Questions =>
**1)** In the commit, what change made it possible to make the unit classes fully constexpr?
**2)** Copy the commit word for word, from "-inline int64_t MillibytePerSec(const" to "RTC_DCHECK_LE(size.bps(), kMaxBeforeConversion)".

Extract to read =>
================
Makes all units and operations constexpr

Since RTC_DCHECK was made constexpr compatible, we can now
make the unit classes fully constexpr.

Bug: webrtc:9883
Change-Id: I18973c2f318449869cf0bd45699c41be53fba806
Reviewed-on: https://webrtc-review.googlesource.com/c/src/+/167722
Commit-Queue: Sebastian Jansson <srte@webrtc.org>
Reviewed-by: Ali Tofigh <alito@webrtc.org>
Cr-Commit-Position: refs/heads/master@{#30403}

api/units/data_rate.h

@@ -65,7 +65,7 @@ class DataRate final : public rtc_units_impl::RelativeUnit<DataRate> {
     return ToFraction<8, T>();
   }
   template <typename T = int64_t>
-  T kbps() const {
+  constexpr T kbps() const {
     return ToFraction<1000, T>();
   }
   constexpr int64_t bps_or(int64_t fallback_value) const {
@@ -84,7 +84,7 @@ class DataRate final : public rtc_units_impl::RelativeUnit<DataRate> {
 };
 
 namespace data_rate_impl {
-inline int64_t Microbits(const DataSize& size) {
+inline constexpr int64_t Microbits(const DataSize& size) {
   constexpr int64_t kMaxBeforeConversion =
       std::numeric_limits<int64_t>::max() / 8000000;
   RTC_DCHECK_LE(size.bytes(), kMaxBeforeConversion)
@@ -92,7 +92,7 @@ inline int64_t Microbits(const DataSize& size) {
   return size.bytes() * 8000000;
 }
 
-inline int64_t MillibytePerSec(const DataRate& size) {
+inline constexpr int64_t MillibytePerSec(const DataRate& size) {
   constexpr int64_t kMaxBeforeConversion =
       std::numeric_limits<int64_t>::max() / (1000 / 8);
   RTC_DCHECK_LE(size.bps(), kMaxBeforeConversion)
================
(Saved data entries)
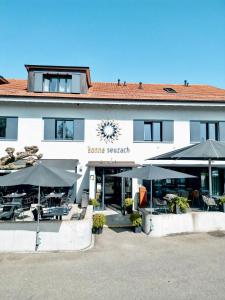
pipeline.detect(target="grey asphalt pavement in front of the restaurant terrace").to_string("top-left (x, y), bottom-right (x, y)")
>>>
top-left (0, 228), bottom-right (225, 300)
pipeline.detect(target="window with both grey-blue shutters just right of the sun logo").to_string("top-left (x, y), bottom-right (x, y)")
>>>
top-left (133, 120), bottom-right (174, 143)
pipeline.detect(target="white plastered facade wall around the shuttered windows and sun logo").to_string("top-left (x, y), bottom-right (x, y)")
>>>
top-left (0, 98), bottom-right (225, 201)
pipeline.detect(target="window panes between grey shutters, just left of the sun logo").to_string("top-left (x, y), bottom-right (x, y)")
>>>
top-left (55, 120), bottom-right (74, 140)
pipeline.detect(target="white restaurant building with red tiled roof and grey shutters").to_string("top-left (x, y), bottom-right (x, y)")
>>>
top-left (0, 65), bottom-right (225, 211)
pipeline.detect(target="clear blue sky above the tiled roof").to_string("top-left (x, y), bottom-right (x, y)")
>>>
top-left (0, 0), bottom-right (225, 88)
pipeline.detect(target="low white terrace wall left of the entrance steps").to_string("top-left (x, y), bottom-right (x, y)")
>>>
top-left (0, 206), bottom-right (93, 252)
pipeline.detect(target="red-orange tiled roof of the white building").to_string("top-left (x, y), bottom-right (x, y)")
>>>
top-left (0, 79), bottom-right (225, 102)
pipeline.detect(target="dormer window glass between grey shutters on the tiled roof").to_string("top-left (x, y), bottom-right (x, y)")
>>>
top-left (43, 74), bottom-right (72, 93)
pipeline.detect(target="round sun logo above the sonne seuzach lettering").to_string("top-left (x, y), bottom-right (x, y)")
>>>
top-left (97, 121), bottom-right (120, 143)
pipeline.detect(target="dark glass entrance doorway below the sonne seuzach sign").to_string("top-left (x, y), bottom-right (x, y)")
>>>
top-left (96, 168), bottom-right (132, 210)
================
Responses to the exercise =>
**1)** RTC_DCHECK was made constexpr compatible.

**2)**
-inline int64_t MillibytePerSec(const DataRate& size) {
+inline constexpr int64_t MillibytePerSec(const DataRate& size) {
   constexpr int64_t kMaxBeforeConversion =
       std::numeric_limits<int64_t>::max() / (1000 / 8);
   RTC_DCHECK_LE(size.bps(), kMaxBeforeConversion)